**Tasks to complete**
1. Please rewrite the paragraph of the online-course passage that begins "During the creation of the course" as a short list, keeping its main facts.
2. Say whether each statement agrees with the online-course passage, answering yes or no and quoting the words that decide it: (a) Five professors taught the course. (b) All the universities involved followed the same rules on credit points. (c) The class was announced as an open space of collaborative learning.
3. Continue the online-course passage from its last sentence.

**Page extract**
◇ ◇ ◇

During the creation of the course we faced a few challenges, ranging from deciding on a time frame (dealing with three different time zones, and very different habits of scheduling university classes throughout the week) to deciding on how to grade the projects, bearing in mind the different rules and regulations on credit points in the universities involved. Also having five professors teaching one course and being present online was at times intimidating for the students who were already challenged by the less personal online format of the course. Given these challenges, and the new format and content of the seminar, we explicitly announced the class as an open space of collaborative learning from each other—staff and students alike—and sought to establish a friendly and constructive atmosphere among students and teachers.

◇ ◇ ◇

**Entries supplied**
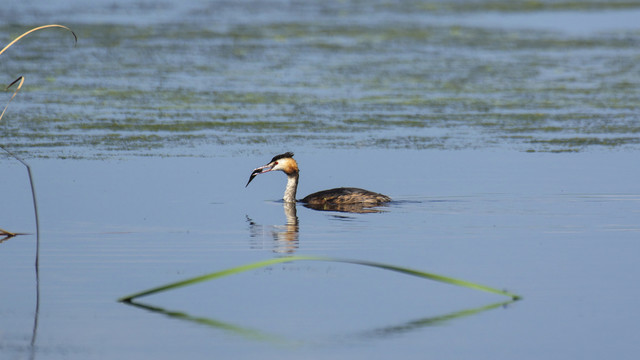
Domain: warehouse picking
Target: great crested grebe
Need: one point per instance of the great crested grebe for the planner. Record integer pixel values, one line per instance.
(286, 163)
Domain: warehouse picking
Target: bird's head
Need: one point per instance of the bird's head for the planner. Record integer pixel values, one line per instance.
(283, 162)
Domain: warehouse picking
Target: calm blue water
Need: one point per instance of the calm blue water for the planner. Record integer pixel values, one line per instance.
(503, 163)
(559, 229)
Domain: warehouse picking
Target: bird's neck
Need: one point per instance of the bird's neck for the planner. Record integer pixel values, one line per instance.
(292, 188)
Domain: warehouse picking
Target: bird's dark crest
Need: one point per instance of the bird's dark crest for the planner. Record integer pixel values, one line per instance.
(288, 154)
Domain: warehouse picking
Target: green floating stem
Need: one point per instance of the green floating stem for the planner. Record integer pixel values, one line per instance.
(264, 263)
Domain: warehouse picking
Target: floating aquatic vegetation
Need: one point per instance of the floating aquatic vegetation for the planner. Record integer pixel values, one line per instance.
(259, 264)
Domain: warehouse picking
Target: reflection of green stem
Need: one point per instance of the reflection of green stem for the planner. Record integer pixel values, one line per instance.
(264, 263)
(429, 321)
(256, 335)
(249, 334)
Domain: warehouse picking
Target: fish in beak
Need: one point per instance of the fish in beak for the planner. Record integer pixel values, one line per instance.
(260, 170)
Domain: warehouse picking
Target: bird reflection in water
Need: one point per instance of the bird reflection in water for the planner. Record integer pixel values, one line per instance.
(285, 237)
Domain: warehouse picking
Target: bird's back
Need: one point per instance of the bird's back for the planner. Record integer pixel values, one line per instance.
(346, 196)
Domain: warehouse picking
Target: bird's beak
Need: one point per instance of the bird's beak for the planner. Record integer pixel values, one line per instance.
(260, 170)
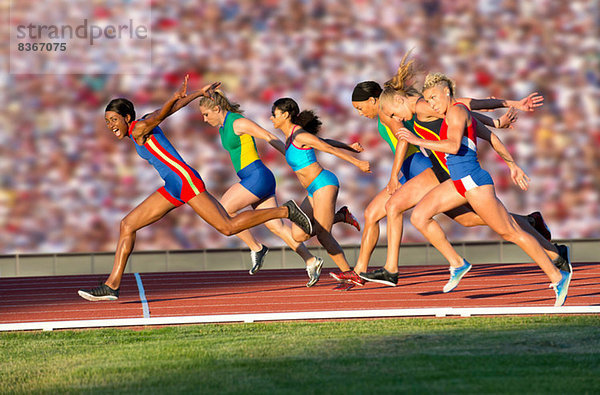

◇ ◇ ◇

**Results**
1.
- Setting a time frame was hard because of three different time zones and very different university habits for scheduling classes during the week.
- Grading the projects was difficult because the universities involved had different rules and regulations on credit points.
- Having five professors teach the course and be present online sometimes intimidated students, who were already challenged by the less personal online format.
- Given these challenges and the seminar's new format and content, the staff explicitly announced the class as an open space of collaborative learning for staff and students alike.
- They also sought to build a friendly, constructive atmosphere among students and teachers.

2.
(a) Yes: "having five professors teaching one course"
(b) No: "bearing in mind the different rules and regulations on credit points in the universities involved"
(c) Yes: "we explicitly announced the class as an open space of collaborative learning from each other"

3.
One of the common points among our interdisciplinary cooperation was our methodological experience, which made us base the student projects predominantly on short ethnographic fieldwork, including participant observations and semi-structured interviews. This was intended to really get the students involved with the empirical world. Concepts such as “dignity” or “built environment” can be rather abstract, but actually visiting sites associated with religious or cultural minorities in their own city or neighborhood was a chance for students to apply these concepts and to bring their conceptual learning into conversation with actual people living, praying, working, and socializing in their own hometowns. They would talk to people, take pictures, sketch or record audio-visual data and more importantly ask, think, and write about “dignified ways” to represent and give voice to their research participants (see the sketch provided by a student of the Cork Dawn Center in Image 2, for example).

Sketch from memory portraying Cork Dawah Centre (Islamic Information Centre) interior (by Ingrid Glen, graduate student at University College Cork)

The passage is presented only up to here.